§ Brano selezionato:
━━━━━━━━━━━━━━━━━━━━
Giurisprudenza - CORTE DI CASSAZIONE - Sentenza 02 settembre 2015, n. 17430

Lavoro - Poste italiane - Contratto a termine - Illegittimità - Esigenze eccezionali - Accertamento

 

Svolgimento del processo

 

1. La Corte d’Appello di L’Aquila con la sentenza n. 1109/08, pronunciando sull’impugnazione proposta da Poste italiane spa nei confronti di I.A., in ordine alla sentenza del Tribunale di Pescara n. 743 del 2006, accoglieva in parte l’appello e autorizzava la società Poste italiane a detrarre dalla somma dovuta alla controparte l'aliunde perceptum. Confermava nel resto la sentenza del Tribunale.

2. Quest’ultimo aveva ritenuto l’illegittimità dell’apposizione del termine al contratto stipulato tra le parti ai sensi art. 8 CCNL 26 novembre 1994, dal 19 ottobre 1998 al 31 gennaio 1999, come integrato dall’accordo 25 settembre 1997 "per esigenze eccezionali conseguenti alla fase di ristrutturazione degli assetti occupazionali in corso e in ragione della graduale introduzione di nuovi processi produttivi ed in attesa dell’attuazione del progressivo e completo equilibrio sul territorio delle risorse umane", tra l’altro per il mancato rispetto delle quote percentuali, atteso che non era intervenuta risoluzione consensuale del contratto.

3. Per la cassazione della sentenza resa in grado di appello ricorre Poste italiane spa prospettando tre motivi di ricorso, assistiti da memoria depositata in prossimità dell’udienza pubblica.

4. Resiste I.A. con controricorso.

 

Motivi della decisione

 

1. Con il primo motivo di ricorso la ricorrente prospetta violazione ed erronea applicazione dell’art. 2697 cc, ai sensi degli artt. 421 e 437 cpc, nonché "omessa, insufficiente e contraddittoria motivazione circa un fatto decisivo per il giudizio" (artt. 360, n. 3 e n. 5, cpc) .

Critica la sentenza impugnata perché nell’affermare l’illegittimità del contratto a termine per violazione della quota numerica prevista dal CCNL, ha ritenuto che l’onere di fornire la prova in proposito incombeva sulla società anziché sulla lavoratrice, la quale aveva dedotto l’illegittimità del contratto. Sostiene inoltre che la Corte di merito, considerata insufficiente la documentazione prodotta dall’azienda a sostegno della dedotta insussistenza della violazione della quota numerica, avrebbe dovuto esercitare i suoi poteri istruttori officiosi, ordinando una consulenza contabile d’ufficio al riguardo, prima di concludere per la violazione del limite numerico.
━━━━━━━━━━━━━━━━━━━━
§ Dati grezzi:
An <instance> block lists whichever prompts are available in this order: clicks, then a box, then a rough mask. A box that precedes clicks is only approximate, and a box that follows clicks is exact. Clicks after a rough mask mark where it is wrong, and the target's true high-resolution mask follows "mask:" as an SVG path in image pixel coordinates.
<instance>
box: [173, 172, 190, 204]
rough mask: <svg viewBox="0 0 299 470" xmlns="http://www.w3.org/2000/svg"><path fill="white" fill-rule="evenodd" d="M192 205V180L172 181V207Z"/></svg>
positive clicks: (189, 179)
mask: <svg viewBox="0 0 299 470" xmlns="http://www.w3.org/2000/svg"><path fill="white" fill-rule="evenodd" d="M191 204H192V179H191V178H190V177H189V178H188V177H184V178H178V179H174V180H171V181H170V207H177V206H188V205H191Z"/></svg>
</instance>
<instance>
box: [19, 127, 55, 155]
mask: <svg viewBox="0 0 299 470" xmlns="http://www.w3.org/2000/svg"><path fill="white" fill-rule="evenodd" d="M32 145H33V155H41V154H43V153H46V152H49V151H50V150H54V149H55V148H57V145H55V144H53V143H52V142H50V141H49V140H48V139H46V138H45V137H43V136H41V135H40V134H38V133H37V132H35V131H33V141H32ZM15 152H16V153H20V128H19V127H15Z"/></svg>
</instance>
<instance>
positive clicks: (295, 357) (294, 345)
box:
━━━━━━━━━━━━━━━━━━━━
§ Elenco compiti:
1. Nella sentenza, quanti motivi di ricorso prospetta Poste italiane spa?
2. Quali articoli del codice di procedura civile cita la sentenza? Elencali tutti.

§ Le tue risposte:
1. Tre motivi di ricorso.

2. Art. 421 cpc, art. 437 cpc, art. 360 cpc (n. 3 e n. 5)